WORK INSTRUCTIONS: Only the lines from the one that contains "Question. The picture above shows the floor" through the last line of the records should appear, each printed exactly as it is.

====== TASK DATA

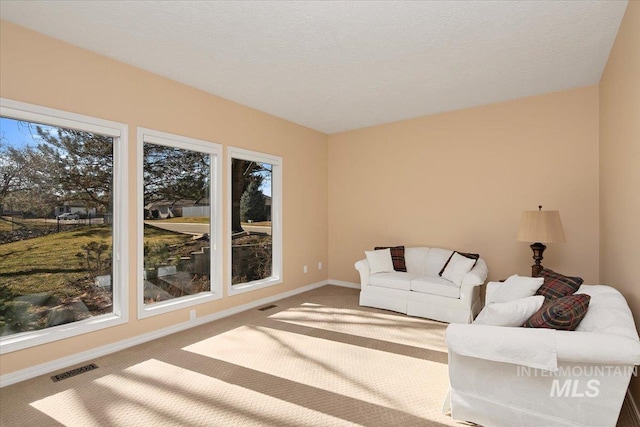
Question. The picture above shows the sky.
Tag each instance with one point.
(16, 133)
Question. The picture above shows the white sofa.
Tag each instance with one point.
(421, 291)
(514, 376)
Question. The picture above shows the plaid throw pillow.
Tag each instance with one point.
(562, 313)
(464, 254)
(557, 285)
(397, 256)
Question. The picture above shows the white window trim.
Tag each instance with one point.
(215, 198)
(276, 219)
(119, 133)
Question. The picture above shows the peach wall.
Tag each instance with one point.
(43, 71)
(620, 166)
(460, 180)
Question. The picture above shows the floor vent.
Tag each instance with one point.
(74, 372)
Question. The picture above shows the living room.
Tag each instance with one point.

============

RESPONSE AREA:
Question. The picture above shows the floor vent.
Tag each instance with one point.
(74, 372)
Question. The picture above shows the living room.
Tag each instance with one point.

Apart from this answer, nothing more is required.